What you are asked to do
Show each line below that contains the string "grassy", copied in full.

Task data
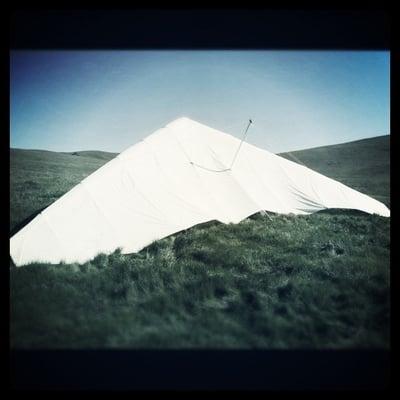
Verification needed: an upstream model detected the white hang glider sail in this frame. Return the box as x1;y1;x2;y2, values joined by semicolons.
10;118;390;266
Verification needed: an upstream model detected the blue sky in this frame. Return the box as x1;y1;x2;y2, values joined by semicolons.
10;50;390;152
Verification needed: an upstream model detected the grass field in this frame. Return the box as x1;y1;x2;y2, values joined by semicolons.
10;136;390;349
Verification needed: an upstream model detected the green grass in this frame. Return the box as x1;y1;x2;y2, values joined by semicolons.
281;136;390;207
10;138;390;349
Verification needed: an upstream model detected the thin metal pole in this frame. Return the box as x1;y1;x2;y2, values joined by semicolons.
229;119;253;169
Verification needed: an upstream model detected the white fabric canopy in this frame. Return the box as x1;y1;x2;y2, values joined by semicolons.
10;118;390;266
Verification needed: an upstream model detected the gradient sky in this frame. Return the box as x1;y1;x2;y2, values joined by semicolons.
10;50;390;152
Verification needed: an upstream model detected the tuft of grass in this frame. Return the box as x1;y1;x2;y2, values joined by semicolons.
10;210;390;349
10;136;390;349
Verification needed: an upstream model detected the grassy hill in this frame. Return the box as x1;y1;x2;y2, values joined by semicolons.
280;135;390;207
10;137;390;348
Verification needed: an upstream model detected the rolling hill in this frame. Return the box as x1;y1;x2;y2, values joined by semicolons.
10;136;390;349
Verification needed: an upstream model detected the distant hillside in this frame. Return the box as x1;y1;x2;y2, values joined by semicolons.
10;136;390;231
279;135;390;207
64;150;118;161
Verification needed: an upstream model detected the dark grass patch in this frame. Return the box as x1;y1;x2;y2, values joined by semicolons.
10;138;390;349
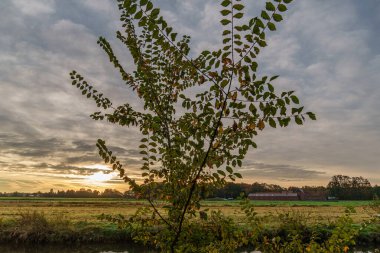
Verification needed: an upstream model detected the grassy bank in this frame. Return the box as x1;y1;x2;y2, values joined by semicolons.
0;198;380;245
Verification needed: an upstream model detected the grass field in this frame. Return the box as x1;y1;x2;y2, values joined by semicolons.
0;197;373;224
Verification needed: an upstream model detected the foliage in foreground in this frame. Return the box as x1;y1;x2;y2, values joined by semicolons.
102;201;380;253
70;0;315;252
---
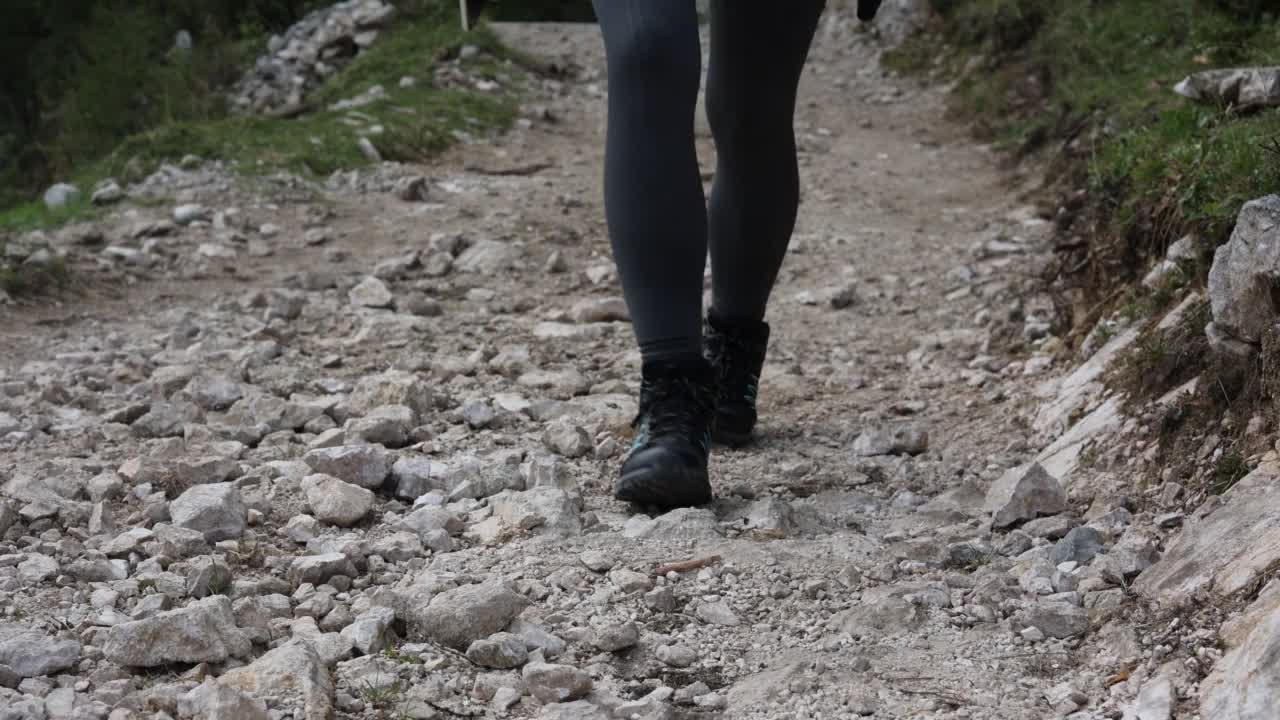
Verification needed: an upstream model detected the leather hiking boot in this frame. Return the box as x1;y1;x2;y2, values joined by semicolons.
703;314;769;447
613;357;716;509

Result
Verification needed: an upstream model detected the grassy hill in this frame. Return the box as x1;y1;x2;y2, values joined by semicolons.
Verification needed: an upstream model detected the grassy bank in this frame. Return the box as x1;y1;x2;y2, values joined by semicolons.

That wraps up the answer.